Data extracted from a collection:
++++++

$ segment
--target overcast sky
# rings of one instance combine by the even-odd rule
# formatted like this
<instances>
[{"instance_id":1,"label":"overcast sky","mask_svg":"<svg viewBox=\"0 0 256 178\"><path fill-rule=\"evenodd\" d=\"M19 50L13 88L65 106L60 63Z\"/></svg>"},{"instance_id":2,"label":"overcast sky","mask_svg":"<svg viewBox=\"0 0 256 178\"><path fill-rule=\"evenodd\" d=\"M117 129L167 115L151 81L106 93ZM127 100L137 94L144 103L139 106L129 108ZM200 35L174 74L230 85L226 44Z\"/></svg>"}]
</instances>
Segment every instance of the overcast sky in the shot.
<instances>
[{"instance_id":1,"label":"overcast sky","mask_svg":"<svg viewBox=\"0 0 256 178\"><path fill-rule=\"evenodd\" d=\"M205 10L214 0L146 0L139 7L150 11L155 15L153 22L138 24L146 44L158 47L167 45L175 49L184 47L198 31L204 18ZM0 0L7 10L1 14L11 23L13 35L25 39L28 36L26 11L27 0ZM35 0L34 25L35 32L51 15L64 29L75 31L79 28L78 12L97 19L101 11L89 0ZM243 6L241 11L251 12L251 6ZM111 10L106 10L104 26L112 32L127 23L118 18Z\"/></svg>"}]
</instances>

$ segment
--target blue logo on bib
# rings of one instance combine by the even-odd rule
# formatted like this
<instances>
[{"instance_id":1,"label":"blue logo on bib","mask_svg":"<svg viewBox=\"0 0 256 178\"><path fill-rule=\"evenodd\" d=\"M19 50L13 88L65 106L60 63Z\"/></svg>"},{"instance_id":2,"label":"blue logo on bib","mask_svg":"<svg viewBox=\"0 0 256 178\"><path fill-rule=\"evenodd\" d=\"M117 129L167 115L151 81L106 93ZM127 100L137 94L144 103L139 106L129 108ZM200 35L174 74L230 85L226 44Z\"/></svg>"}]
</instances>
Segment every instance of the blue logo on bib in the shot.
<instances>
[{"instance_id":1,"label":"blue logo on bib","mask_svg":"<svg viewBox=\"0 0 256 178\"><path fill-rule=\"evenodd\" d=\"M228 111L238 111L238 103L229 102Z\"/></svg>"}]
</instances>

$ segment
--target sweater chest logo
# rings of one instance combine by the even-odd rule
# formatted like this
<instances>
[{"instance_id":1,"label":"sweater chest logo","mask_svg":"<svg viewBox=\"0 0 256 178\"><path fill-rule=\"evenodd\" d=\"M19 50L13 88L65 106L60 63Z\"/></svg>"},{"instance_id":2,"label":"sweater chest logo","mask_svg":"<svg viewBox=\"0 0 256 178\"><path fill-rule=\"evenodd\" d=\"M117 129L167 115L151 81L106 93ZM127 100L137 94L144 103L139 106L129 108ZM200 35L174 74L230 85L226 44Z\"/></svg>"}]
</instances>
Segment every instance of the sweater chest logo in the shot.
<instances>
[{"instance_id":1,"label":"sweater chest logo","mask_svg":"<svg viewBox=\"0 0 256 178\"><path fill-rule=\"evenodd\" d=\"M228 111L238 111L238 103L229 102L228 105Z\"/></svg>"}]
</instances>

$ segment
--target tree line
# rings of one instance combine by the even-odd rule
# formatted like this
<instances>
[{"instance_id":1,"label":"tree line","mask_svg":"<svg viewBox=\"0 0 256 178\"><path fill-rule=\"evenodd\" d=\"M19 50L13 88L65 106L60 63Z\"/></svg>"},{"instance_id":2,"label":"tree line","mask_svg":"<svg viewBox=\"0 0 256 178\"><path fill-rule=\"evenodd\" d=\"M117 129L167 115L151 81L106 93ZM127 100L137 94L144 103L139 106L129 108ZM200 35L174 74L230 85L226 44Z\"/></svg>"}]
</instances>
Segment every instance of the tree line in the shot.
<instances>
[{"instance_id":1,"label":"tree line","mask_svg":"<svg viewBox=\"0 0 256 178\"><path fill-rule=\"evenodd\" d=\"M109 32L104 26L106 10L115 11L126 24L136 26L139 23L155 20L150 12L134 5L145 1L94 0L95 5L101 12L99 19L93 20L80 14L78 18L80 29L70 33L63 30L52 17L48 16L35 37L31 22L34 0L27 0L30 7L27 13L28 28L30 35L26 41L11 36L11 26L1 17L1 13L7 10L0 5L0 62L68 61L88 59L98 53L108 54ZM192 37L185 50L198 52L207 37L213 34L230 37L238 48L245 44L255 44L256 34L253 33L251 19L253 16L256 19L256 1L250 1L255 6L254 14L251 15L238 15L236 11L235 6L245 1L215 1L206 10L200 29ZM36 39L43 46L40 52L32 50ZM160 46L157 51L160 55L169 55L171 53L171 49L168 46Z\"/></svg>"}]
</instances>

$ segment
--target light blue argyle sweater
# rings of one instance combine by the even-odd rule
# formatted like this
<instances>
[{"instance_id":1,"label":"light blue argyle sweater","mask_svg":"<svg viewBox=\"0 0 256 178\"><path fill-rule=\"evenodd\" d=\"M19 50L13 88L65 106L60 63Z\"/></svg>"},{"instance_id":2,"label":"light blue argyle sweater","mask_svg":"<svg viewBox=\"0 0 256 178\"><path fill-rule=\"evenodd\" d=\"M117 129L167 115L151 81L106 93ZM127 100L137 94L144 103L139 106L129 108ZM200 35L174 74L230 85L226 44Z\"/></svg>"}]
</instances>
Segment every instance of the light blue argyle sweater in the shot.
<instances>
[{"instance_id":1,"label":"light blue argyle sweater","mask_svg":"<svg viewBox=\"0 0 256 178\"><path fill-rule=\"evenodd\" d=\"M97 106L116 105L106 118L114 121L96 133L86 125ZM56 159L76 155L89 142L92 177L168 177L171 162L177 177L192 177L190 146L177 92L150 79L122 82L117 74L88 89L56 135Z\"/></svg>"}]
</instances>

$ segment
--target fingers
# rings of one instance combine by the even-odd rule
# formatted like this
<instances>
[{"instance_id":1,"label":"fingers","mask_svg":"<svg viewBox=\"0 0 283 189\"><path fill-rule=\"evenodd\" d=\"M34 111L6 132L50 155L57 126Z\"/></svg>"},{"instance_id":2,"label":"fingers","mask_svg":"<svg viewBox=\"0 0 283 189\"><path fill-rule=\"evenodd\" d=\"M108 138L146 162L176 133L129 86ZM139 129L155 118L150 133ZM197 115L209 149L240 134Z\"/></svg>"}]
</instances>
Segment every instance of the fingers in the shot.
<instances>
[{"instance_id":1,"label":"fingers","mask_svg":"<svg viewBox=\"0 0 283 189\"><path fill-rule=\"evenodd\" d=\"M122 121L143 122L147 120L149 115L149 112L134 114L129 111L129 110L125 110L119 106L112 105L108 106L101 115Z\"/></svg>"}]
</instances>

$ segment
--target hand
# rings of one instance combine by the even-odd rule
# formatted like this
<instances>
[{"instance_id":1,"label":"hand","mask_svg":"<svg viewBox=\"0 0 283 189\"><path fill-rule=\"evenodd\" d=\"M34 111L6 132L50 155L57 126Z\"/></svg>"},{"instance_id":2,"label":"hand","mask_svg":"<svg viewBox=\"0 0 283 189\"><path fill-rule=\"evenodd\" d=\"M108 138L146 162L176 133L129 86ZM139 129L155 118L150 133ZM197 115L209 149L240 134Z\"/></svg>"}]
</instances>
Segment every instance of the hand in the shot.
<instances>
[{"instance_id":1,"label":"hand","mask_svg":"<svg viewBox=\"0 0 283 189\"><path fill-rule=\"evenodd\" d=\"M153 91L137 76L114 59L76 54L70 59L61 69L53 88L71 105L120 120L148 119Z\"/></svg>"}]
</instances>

++++++

Set task: Count the lines that contain the string "fingers". Give only the number.

The reply: 4